Provided information:
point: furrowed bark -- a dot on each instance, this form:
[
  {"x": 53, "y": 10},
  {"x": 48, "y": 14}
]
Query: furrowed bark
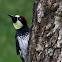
[{"x": 45, "y": 43}]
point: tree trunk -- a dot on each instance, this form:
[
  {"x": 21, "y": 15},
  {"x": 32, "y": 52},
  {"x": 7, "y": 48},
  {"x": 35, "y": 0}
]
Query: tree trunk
[{"x": 45, "y": 43}]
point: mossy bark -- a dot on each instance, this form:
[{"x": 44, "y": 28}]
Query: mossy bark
[{"x": 45, "y": 43}]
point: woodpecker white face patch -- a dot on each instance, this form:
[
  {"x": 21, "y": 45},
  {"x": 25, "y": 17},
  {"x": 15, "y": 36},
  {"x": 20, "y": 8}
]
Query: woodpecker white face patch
[{"x": 18, "y": 24}]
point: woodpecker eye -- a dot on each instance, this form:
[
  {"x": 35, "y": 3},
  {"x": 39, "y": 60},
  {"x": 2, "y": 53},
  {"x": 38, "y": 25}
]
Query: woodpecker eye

Exercise objective: Rewrite the data from the line containing "point: tree trunk" through the end, inclusive, replacing "woodpecker eye" with "woodpecker bill" and leaving everything else the same.

Output for this exercise:
point: tree trunk -- a dot on each instance, this form:
[
  {"x": 21, "y": 15},
  {"x": 32, "y": 52},
  {"x": 7, "y": 48},
  {"x": 35, "y": 0}
]
Query: tree trunk
[{"x": 45, "y": 43}]
point: mossy bark -- a dot on each instance, this form:
[{"x": 44, "y": 28}]
Query: mossy bark
[{"x": 45, "y": 43}]
point: woodpecker white face patch -- a dot on each instance, this form:
[
  {"x": 21, "y": 45},
  {"x": 25, "y": 17},
  {"x": 15, "y": 36},
  {"x": 20, "y": 8}
]
Query: woodpecker white face patch
[{"x": 18, "y": 24}]
point: woodpecker bill -- a dot on each instance, this form:
[
  {"x": 35, "y": 3},
  {"x": 39, "y": 60},
  {"x": 2, "y": 53},
  {"x": 38, "y": 25}
]
Query: woodpecker bill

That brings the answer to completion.